# DOCUMENT EXCERPT:
James Yami Lester (1941 – 21 July 2017) was an Indigenous rights activist of northern South Australia, best known for his anti-nuclear activism.

==Early life ==
James Yami Lester was born at Walytjatjata in the Anangu Pitjantjatjara Yankunytjatjara Lands of South Australia in 1941. He was a Yankunytjatjara man.

On 15 October 1953 he was blinded by a "black mist" (explosion of the atomic bomb Emu 1 ) from the south. After the mist passed, his family's camp experienced sudden deaths, outbreaks of skin rashes, vomiting, diarrhoea and temporary and permanent blindness. Yami has said that some of the people were so weak they could not get down to the nearby waterhole and skim the black scum off the water which came from the black cloud, and actually died of thirst. It is generally accepted that this black mist was fallout from British nuclear tests at Maralinga and Emu Junction which were taking place at that time.

==Activism==
As a young man, Lester joined the Aborigines' Advancement League of South Australia in Adelaide in 1967, but he wanted to take more direct action, in the manner of Charles Perkins, probably the most prominent Indigenous activist at that time.

He began work for the United Mission in Alice Springs, as a welfare worker and interpreter for the courts. He later became involved in the Institute of Aboriginal Development, which was concerned with Aboriginal education and language. Lester took a great interest in cross-cultural issues and programs.

# EXERCISE:
In the passage about James Yami Lester, which organization did Lester join in Adelaide in 1967? The data that follows has no connection to the passage about James Yami Lester.

# DATASET CONTENT:

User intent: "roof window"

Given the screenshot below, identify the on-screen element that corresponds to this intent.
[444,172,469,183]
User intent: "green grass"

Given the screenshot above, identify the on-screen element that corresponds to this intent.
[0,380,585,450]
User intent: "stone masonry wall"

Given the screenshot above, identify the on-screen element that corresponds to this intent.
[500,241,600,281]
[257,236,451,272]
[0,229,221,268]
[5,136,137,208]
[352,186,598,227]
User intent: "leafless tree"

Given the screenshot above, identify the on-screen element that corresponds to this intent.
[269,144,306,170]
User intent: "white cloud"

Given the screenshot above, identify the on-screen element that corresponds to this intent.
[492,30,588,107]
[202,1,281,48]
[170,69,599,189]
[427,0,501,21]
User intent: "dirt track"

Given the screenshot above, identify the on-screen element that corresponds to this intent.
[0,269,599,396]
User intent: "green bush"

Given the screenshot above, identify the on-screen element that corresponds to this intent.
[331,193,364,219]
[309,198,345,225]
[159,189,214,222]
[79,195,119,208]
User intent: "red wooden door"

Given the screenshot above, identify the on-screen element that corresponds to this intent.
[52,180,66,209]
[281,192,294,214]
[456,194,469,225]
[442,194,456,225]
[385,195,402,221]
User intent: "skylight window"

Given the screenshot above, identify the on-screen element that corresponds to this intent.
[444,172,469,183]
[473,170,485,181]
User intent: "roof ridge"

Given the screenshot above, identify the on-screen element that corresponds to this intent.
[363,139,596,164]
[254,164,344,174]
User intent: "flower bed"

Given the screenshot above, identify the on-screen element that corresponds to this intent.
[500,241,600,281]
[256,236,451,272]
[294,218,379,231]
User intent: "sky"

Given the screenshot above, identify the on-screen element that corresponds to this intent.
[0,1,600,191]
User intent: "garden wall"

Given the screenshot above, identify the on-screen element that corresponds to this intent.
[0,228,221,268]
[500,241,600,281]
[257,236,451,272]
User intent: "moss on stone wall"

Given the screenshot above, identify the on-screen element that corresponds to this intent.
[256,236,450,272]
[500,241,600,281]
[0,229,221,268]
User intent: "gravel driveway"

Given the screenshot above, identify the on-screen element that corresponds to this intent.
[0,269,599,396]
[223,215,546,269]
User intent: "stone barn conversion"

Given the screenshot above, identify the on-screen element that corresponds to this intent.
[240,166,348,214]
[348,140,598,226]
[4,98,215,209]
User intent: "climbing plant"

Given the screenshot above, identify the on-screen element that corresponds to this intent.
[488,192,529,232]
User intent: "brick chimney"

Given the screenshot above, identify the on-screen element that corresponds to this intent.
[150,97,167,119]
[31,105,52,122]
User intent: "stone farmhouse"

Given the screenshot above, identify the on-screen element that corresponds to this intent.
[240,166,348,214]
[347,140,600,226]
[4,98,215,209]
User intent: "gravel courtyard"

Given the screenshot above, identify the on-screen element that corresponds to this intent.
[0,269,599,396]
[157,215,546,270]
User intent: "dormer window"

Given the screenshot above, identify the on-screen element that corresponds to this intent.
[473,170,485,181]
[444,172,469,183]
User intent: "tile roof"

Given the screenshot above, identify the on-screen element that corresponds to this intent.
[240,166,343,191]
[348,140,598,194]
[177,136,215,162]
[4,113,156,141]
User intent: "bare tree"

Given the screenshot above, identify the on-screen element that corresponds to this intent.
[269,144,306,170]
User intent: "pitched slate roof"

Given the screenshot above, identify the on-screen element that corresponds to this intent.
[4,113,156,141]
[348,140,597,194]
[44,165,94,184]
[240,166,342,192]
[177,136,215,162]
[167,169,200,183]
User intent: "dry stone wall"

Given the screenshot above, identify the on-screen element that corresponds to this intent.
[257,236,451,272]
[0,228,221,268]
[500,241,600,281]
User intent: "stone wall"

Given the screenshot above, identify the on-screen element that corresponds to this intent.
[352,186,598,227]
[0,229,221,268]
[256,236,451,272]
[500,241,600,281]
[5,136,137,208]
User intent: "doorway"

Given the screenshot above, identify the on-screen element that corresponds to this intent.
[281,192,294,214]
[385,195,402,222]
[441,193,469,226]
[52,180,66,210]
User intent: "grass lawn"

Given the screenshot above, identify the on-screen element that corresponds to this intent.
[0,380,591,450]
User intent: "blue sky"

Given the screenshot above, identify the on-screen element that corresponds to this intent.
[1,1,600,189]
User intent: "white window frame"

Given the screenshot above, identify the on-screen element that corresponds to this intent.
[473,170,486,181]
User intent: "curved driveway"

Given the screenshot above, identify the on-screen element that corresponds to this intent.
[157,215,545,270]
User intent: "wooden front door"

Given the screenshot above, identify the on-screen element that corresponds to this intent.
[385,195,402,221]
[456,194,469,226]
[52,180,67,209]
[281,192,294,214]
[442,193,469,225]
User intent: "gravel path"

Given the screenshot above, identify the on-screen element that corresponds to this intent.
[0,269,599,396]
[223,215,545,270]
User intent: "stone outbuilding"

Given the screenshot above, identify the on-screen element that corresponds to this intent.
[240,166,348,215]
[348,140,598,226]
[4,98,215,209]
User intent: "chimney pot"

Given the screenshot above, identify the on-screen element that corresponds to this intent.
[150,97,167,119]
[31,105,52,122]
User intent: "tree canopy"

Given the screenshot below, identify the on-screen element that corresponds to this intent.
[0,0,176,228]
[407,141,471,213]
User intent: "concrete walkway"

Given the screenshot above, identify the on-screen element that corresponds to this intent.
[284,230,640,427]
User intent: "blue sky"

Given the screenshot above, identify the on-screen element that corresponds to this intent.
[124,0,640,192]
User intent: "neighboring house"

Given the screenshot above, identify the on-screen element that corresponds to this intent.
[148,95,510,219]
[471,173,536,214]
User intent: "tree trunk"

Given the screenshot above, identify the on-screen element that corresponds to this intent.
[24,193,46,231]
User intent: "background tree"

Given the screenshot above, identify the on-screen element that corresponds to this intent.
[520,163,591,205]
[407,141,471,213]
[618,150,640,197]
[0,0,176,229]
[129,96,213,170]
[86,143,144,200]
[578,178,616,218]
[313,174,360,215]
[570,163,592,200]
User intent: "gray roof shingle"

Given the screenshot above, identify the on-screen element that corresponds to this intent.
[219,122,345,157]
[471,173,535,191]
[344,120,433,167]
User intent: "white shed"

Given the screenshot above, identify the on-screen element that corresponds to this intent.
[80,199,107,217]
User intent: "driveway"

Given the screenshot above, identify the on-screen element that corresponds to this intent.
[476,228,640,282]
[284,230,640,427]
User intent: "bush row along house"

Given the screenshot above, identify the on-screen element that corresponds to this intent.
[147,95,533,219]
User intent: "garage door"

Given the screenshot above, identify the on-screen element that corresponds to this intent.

# EXERCISE RESULT:
He joined the Aborigines' Advancement League of South Australia.